RECORDS FOR THE TASK =>
========================================

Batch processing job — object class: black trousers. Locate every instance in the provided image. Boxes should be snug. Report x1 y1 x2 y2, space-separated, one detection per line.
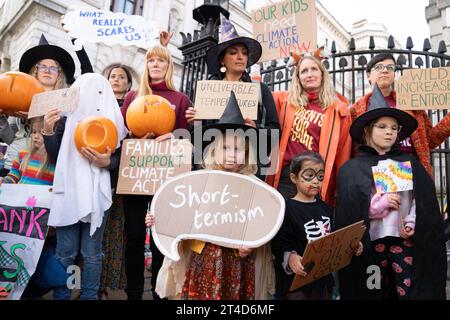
123 195 164 300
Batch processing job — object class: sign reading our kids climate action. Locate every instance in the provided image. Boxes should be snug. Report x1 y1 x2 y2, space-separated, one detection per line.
0 184 52 300
151 170 285 261
290 220 366 291
195 80 261 120
252 0 317 62
61 9 159 49
117 139 192 195
395 67 450 110
372 159 413 194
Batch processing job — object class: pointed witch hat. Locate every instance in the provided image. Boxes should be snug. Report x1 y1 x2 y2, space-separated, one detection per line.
19 34 75 83
206 14 262 74
350 85 417 144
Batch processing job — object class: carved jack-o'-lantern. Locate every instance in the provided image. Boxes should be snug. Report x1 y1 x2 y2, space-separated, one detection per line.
126 95 176 138
74 116 118 153
0 71 45 113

========================================

WHAT YOU HAVE TO DO => Output the rows between the lines holding "Batch processing job — object class: sign" and "372 159 413 194", inclusive, as a two-column CSV with the header text,answer. Give each row's text and its answer as one quoted field each, with line breaks replaced by spaces.

ANSWER TO THIS PROBLEM =>
text,answer
"Batch processing job — object class: sign reading our kids climate action. Locate every instance in the provided image. Boxes should be snug. Report x1 y1 x2 y2, space-separated, one detection per line.","0 184 52 300 151 170 285 261 290 220 366 291 195 80 261 120 252 0 317 62 61 9 159 49 117 139 192 195 395 67 450 110 372 159 413 194"